EXPLORE THE MATERIAL.
a – Translate this sentence from the two-stage cascade excerpt into Spanish: "But this enables temperature ranges impossible for single-stage."
b – Print the two-stage cascade excerpt word for word, from "Two-Stage Cascade Configuration" up to and including "cascade heat exchanger.".

TEXT EXCERPT.
═══
Two-Stage Cascade Configuration

Two-stage cascade refrigeration system process flow diagram showing propane high-stage cycle with air-cooled condenser at top and ethylene low-stage cycle at bottom connected by cascade heat exchanger where propane evaporator cools ethylene condenser, with temperature levels and refrigerant labels
Cascade refrigeration system with propane high-stage and ethylene low-stage cycles connected by cascade heat exchanger.
Typical LNG Cascade: High-temperature stage (warm loop): Refrigerant: Propane (C₃) Evaporator: -40°F to 0°F Condenser: 80-100°F (air or water cooled) Process duty: Cool feed gas, condense NGLs Low-temperature stage (cold loop): Refrigerant: Ethylene (C₂) Evaporator: -120°F to -100°F Condenser: -50°F to -40°F (cooled by propane evaporator) Process duty: Subcool LNG, demethanizer reboiler Cascade heat exchanger: Propane evaporator = Ethylene condenser ΔT_approach = 5-10°F Overall COP: COP_cascade = Q_evap,cold / (W_comp,hot + W_comp,cold) Typically COP_cascade = 1.8-2.5 (lower than single-stage due to two compression stages) But this enables temperature ranges impossible for single-stage.
═══
DATA RECORDS.
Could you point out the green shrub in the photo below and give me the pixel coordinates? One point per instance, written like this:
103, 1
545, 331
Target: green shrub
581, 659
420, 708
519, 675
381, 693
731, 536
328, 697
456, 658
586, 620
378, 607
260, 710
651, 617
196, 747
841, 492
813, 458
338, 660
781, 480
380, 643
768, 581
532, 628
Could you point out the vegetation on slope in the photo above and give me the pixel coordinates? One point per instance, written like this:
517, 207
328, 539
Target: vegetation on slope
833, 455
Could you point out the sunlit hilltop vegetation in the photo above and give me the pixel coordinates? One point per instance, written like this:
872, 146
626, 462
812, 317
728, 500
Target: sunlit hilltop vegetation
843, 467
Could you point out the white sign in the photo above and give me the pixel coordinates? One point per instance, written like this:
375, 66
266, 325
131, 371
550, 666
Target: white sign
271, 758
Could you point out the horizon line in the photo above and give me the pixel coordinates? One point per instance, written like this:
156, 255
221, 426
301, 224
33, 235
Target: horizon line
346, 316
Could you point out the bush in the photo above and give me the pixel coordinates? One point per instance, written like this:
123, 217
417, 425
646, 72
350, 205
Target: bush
═══
RESPONSES TO THE TASKS.
a – Pero esto permite rangos de temperatura imposibles para una sola etapa.

b –
Two-Stage Cascade Configuration

Two-stage cascade refrigeration system process flow diagram showing propane high-stage cycle with air-cooled condenser at top and ethylene low-stage cycle at bottom connected by cascade heat exchanger where propane evaporator cools ethylene condenser, with temperature levels and refrigerant labels
Cascade refrigeration system with propane high-stage and ethylene low-stage cycles connected by cascade heat exchanger.